Krótkie ćwiczenie >>
Przeskaluj wpisy między wierszem zawierającym „# draw the outline of every instance of the tall” a wierszem zawierającym „43), (42, 40)]” włącznie. Przepisz je w całości, razem z poleceniami i bez obrazów, a każdą współrzędną w gotowych obrysach pomnóż przez 0,35 i zaokrąglij do liczby całkowitej (połówki w górę), zostawiając bez zmian liczby w poleceniach i w przykładzie formatu.

Wpisy do oznaczania kształtów
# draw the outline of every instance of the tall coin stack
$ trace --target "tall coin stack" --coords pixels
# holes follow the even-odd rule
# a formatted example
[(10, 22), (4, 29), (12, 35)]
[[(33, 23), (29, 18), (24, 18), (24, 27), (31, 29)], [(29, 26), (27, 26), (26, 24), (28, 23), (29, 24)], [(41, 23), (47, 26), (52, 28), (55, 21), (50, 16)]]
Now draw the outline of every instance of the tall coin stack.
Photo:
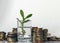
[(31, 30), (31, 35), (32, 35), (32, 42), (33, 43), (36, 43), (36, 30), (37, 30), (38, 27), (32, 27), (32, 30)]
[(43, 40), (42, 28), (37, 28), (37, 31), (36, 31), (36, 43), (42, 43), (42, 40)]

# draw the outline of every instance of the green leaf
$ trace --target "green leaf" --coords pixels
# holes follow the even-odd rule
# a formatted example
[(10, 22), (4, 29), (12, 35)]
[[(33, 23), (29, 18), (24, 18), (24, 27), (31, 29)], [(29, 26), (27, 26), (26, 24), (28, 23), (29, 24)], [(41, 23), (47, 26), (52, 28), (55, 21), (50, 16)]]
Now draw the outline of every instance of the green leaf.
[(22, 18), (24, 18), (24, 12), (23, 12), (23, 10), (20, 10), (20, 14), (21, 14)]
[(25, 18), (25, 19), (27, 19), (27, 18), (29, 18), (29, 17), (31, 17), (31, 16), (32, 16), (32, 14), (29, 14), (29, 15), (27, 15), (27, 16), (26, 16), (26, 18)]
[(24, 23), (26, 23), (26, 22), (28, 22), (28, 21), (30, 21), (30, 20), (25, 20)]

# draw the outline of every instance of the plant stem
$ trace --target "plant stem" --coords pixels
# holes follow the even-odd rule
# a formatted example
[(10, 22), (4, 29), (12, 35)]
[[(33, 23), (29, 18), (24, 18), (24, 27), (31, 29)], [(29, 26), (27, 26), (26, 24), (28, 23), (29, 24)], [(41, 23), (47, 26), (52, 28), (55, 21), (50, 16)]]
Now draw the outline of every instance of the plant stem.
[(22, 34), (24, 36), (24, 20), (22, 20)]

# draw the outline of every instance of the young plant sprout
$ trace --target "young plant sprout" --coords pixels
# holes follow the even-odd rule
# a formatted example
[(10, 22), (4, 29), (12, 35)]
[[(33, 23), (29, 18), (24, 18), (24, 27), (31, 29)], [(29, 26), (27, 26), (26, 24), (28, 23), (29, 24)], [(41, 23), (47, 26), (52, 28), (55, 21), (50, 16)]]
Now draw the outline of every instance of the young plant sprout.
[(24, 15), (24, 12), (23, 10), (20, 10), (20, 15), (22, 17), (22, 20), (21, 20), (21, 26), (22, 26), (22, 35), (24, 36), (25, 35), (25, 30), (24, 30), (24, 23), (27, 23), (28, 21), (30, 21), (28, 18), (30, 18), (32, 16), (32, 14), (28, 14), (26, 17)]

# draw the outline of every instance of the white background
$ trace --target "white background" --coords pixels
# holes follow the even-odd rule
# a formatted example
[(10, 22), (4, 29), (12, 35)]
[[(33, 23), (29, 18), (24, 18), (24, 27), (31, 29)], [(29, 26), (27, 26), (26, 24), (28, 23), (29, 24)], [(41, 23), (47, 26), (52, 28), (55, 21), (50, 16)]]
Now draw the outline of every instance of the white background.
* * *
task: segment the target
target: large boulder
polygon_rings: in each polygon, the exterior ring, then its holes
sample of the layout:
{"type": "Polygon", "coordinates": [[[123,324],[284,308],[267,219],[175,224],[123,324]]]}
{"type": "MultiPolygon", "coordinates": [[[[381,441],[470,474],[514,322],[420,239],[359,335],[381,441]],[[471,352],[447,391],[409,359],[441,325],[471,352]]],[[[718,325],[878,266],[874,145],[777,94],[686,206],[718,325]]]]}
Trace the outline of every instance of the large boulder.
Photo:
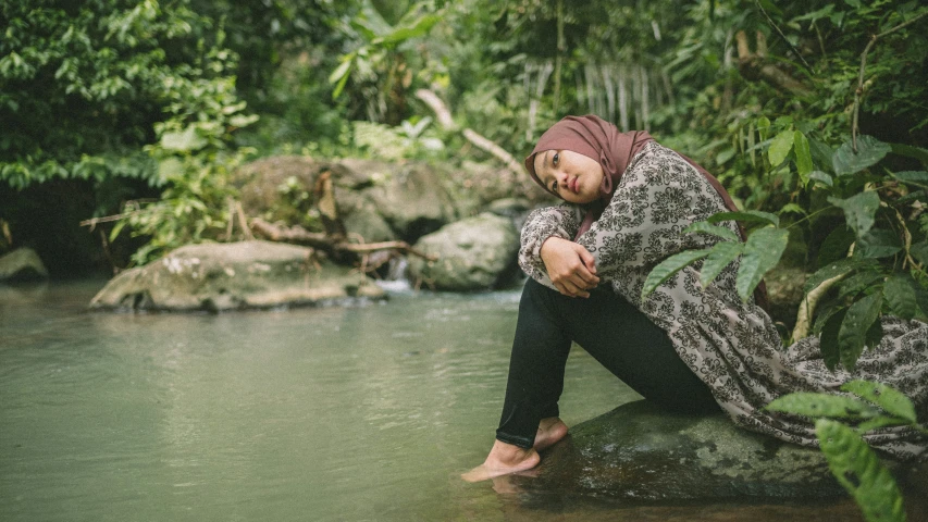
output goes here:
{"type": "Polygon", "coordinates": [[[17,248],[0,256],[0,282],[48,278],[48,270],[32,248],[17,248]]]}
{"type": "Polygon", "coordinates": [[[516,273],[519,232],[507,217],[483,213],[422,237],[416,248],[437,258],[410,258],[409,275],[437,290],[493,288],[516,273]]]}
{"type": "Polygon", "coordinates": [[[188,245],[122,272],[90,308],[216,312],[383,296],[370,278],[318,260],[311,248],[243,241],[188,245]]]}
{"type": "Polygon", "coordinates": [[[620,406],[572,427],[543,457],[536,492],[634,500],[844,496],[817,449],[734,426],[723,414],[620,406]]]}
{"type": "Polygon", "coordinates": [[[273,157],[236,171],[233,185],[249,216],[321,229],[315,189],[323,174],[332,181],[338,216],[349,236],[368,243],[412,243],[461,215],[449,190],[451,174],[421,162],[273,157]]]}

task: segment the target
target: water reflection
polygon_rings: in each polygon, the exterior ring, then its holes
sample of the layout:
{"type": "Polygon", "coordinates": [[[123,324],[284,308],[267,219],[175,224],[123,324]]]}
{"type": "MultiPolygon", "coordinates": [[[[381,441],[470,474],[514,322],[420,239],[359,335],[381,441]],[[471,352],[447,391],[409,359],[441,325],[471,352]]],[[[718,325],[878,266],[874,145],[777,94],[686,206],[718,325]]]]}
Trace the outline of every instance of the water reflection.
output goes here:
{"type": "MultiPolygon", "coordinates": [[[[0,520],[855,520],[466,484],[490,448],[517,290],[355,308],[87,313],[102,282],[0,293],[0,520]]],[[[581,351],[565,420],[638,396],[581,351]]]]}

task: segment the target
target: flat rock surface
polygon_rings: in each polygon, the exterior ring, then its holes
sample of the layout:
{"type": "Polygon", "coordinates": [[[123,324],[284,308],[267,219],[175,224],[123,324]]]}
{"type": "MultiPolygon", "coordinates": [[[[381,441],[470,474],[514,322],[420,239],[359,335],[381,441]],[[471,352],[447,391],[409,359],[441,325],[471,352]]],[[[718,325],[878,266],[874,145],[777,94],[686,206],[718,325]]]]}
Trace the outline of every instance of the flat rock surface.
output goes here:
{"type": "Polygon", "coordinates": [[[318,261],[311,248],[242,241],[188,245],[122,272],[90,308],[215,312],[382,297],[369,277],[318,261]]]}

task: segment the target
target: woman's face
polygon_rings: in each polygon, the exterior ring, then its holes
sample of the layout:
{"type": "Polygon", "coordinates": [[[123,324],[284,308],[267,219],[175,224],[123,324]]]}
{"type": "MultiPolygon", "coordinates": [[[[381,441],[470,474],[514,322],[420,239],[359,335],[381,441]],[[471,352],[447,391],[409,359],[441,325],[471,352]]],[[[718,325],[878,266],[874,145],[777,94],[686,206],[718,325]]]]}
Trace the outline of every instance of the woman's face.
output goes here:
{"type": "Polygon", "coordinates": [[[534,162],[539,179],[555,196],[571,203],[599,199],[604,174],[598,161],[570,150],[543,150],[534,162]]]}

Rozwiązanie zadania >>
# draw the outline of every instance of the tall coin stack
$ trace --target "tall coin stack" --coords pixels
# holes follow the even-odd rule
# a formatted example
[(10, 22), (4, 29), (12, 35)]
[[(33, 23), (29, 18), (24, 18), (24, 27), (31, 29)], [(29, 26), (27, 26), (26, 24), (28, 23), (29, 24)], [(41, 23), (47, 26), (52, 28), (55, 21), (50, 16)]]
Now draw the outline of every instance of the tall coin stack.
Photo:
[(11, 11), (11, 12), (11, 12), (11, 15), (12, 15), (13, 15), (13, 11), (13, 11), (13, 9), (11, 9), (11, 11)]
[(15, 14), (15, 10), (13, 10), (13, 11), (13, 11), (13, 15), (15, 15), (15, 14)]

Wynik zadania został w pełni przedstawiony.